(Text begins)

Cannabis and Driving

Does Cannabis use affect driving? – Is it Dangerous?

Simon writes:
Let me begin by saying I have no interest in the legalisation/criminalisation debate. Whatever the legal basis, people will still use cannabis; there will always be pros and cons.
The question I have proposed for this article concerns safety on the roads and whether there is a potential risk to life and limb, be it our own or other people’s.
A study carried out by Dalhousie University in Canada, which was published in the British Medical Journal, reviewed nine studies of around 50,000 of people worldwide who had been in a fatal or serious accident and shows that those who use cannabis and drive within three hours are twice as likely to be involved in a very serious collision involving death or injury as those who have not.
Another study revolving around heavy cannabis use, done by University of Auckland in New Zealand, claims to have found evidence to show that heavy users are 10 times more likely to be injured or injure others. The team compared a control group of 588 randomly selected drivers and 571 drivers involved in hospital admissions or death. They looked at those who used cannabis in the long term and had used in the last three hours. The cannabis using group were found to be 9.5 times more likely to be involved in a serious accident.

(Text ends)
(Excerpted records begins)

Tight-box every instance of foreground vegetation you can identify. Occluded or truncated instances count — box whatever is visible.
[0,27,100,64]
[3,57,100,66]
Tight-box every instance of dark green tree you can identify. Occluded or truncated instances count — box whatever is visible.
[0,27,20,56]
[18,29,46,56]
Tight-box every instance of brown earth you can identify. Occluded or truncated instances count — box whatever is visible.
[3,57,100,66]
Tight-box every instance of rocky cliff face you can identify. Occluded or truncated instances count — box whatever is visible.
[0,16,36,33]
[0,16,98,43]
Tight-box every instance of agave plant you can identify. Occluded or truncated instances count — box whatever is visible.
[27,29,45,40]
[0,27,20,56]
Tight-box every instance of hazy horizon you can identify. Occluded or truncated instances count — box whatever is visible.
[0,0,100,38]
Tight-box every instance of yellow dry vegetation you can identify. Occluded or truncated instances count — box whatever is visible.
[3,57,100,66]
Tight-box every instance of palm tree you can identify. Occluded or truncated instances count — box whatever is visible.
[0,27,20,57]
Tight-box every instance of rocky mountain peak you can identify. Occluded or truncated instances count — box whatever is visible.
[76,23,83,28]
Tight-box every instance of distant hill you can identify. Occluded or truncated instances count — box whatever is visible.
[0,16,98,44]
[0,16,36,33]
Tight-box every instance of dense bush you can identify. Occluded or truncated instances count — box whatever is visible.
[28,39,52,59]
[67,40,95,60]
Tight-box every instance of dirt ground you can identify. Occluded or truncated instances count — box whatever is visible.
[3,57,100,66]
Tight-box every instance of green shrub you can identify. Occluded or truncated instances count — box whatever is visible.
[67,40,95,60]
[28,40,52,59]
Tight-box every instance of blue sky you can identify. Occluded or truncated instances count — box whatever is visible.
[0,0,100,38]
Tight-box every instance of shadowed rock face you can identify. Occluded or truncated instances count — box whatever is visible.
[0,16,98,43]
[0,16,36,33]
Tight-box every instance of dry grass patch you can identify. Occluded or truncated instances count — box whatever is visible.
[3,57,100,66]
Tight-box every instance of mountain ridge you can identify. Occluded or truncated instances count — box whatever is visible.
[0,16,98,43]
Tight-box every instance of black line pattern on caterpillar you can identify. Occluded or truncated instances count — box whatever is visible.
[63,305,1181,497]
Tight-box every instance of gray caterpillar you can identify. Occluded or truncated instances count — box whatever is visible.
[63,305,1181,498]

(Excerpted records ends)

→ What you are asked to do: Continue the text on cannabis and driving, picking up after its last sentence. The records are separate material and have no connection to the text.

→ Answer to this exercise:
Anecdotal evidence from many clients that I have worked with suggests that some cannabis users feel they are better drivers when they have used. Often they claim they have deliberately driven more carefully.
My personal experience was that in the beginning I did not use and drive but soon found myself ridding my motor bike and thinking “this is fun”. It wasn’t too many years before I drove a car straight into a van that I just did not see.
I now think that cannabis use and driving is a danger to other road users and the person concerned.